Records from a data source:
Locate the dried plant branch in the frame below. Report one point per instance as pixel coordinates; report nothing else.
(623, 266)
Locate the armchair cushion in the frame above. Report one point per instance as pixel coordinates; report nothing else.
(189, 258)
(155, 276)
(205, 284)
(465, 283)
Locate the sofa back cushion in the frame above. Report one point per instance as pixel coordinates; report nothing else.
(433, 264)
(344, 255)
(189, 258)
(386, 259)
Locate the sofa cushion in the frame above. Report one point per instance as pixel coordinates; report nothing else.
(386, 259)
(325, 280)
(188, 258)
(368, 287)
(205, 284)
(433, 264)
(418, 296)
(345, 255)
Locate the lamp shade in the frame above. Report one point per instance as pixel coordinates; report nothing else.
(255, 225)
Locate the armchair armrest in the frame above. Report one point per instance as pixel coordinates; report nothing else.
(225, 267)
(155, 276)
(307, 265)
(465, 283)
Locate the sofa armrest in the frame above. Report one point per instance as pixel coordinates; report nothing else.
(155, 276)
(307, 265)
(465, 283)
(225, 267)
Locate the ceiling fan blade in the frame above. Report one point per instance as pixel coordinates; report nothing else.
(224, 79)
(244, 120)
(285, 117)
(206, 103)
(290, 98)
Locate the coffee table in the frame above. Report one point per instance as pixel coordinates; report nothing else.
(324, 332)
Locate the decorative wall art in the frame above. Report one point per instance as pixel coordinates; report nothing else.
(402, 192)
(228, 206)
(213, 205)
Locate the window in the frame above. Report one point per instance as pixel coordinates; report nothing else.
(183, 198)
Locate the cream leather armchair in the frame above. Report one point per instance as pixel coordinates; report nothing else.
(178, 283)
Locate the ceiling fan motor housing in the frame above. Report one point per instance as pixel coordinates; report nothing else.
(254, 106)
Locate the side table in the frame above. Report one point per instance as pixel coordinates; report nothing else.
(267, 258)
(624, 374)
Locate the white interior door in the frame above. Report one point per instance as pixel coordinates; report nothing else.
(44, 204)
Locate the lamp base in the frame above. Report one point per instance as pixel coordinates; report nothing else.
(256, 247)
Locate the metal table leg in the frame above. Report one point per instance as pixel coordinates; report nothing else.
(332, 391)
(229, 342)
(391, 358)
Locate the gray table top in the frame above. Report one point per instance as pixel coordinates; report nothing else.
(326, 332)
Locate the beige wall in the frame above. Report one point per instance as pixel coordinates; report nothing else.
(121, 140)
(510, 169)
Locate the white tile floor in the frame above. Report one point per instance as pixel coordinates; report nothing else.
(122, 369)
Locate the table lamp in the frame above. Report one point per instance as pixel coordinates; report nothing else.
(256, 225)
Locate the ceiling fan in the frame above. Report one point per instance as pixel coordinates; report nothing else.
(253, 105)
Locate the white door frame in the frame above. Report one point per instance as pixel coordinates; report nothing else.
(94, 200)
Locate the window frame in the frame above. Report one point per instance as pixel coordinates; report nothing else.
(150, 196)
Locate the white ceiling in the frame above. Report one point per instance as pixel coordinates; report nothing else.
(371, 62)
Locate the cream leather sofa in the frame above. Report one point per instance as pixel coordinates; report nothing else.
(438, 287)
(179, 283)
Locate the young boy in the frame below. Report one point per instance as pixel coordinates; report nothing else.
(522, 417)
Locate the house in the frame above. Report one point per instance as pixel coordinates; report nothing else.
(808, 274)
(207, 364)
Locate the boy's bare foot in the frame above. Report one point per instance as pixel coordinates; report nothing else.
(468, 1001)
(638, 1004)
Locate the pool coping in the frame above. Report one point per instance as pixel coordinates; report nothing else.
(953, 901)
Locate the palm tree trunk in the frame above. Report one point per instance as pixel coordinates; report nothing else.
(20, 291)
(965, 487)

What this task involves: Update the data from the line containing "Locate the young" through the line containing "(638, 1004)" by replacing "house" with "building" and leaving everything else unchanged, then give back only those lines.

Written solution:
Locate the young boy in the frame below. Report one point per instance as pixel coordinates; report nothing else.
(522, 417)
Locate the building in the frame above. Report one point per instance as pixel coordinates; report nothing else.
(808, 274)
(207, 364)
Locate the boy's bare foot in the frame above. Report one point per instance as pixel coordinates; report nothing else.
(468, 1001)
(638, 1004)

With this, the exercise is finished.